_Brano scelto_:
———
Nell’ultima decade del dicembre 1940 furono ulteriormente rinforzate tutte le posizioni, i camminamenti, i ricoveri ed i reticolati, ma l’attività inglese aumentò notevolmente. In tutti i giorni, anche a Natale, truppe autotrasportate inglesi appoggiate da autoblindo, artiglierie ed aviazione, attaccarono i posti di sbarramento. In taluni casi le posizioni furono perse e riconquistate grazie all’intervento di colonne celeri armate con cannoni da 47/32 e mitragliere da 20 mm. Il posto di Melfa, facilmente aggirabile, fu arretrato ad al Fachri mentre a Garet el Barud, punto chiave della difesa perimetrale di Giarabub, furono infittiti i campi minati con bombe di aereo a tal scopo adattate, essendo privo il presidio di mine. Qui il terreno era favorevole agli attaccanti poiché lo sforzo veniva esercitato dall’alto verso il basso e, superato un gradino roccioso, vi era un terreno pianeggiante privo di ostacoli fino alla pista di aviazione, unica fonte di rifornimento del presidio.
———
_Record elencati_:

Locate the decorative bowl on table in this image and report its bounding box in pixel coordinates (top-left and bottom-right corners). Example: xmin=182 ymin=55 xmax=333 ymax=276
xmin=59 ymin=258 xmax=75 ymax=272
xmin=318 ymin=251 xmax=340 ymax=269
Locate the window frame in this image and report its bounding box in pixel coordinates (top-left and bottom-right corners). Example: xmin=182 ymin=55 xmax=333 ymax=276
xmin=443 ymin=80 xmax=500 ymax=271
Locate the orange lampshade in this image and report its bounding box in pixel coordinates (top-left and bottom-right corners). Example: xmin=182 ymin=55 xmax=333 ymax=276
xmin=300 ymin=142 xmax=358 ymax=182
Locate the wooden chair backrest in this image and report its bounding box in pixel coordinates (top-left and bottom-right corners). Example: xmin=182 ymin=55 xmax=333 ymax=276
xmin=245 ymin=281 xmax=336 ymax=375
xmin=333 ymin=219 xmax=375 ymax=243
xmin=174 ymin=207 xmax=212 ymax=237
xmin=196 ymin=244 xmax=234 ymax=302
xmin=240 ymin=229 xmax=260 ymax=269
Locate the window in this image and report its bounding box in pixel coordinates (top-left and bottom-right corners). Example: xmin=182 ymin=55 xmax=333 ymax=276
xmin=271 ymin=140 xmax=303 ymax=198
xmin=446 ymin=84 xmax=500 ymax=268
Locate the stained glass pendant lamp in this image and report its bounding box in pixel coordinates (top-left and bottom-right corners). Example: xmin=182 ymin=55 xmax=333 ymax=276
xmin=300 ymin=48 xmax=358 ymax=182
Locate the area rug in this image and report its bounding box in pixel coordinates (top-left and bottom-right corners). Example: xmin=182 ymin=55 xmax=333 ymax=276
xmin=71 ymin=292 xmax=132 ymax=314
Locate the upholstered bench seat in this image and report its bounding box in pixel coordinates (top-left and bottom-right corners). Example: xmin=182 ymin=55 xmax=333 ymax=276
———
_Dettagli esercizio_: Prosegui il brano sulla difesa di Giarabub a partire dalla sua ultima frase.

_Risposta finale_:
Il 28 dicembre durante un’azione, fu fatto prigioniero un sergente della 6a divisione australiana e inviato, via aereo, a Bengasi. Carte in suo possesso rivelarono l’entità delle forze contrapposte agli italiani: una divisione australiana rinforzata da autoblindo ed artiglieria.

L’ultimo giorno dell’anno gli Australiani rinnovarono l’attacco sul Garet el Barud. Lo scontro durò per tutto il giorno ed alla fine l’attaccante fu respinto. Fu anche catturato un autocarro Ford in ottimo stato che fu subito riutilizzato.

Il 1940 si chiuse così felicemente per il presidio che, in oltre sei mesi di lotta contro un nemico sempre superiore per uomini e mezzi, mai era stato battuto.

In questo periodo il rifornimento fu assicurato per via aerea. Ma batterie d’artiglieria Australiane opportunamente ubicate colpivano il campo e resero tale soluzione sempre più rischiosa. Una colonna inviata via Gialo-Bir Tarfaui fu avvistata ed attaccata dall’aviazione inglese e si disperse. L’ultimo aereo che arrivò e riparti da Giarabub fu il 9 gennaio.

Anche l’artiglieria divenne più pericolosa e solo l’avanzamento di un pezzo da 77/28 e l’azione di colonne celeri dotate di cannoni da 47/32 riuscì a far arretrare i pezzi australiani.

In questo periodo, con un lancio di volantini, fu intimata per la prima volta al presidio la resa.

Lungo la costa l’avanzata inglese sembrava inarrestabile mentre nell’interno si bloccava di fronte a Giarabub che costituiva una spina nel fianco per gli Inglesi.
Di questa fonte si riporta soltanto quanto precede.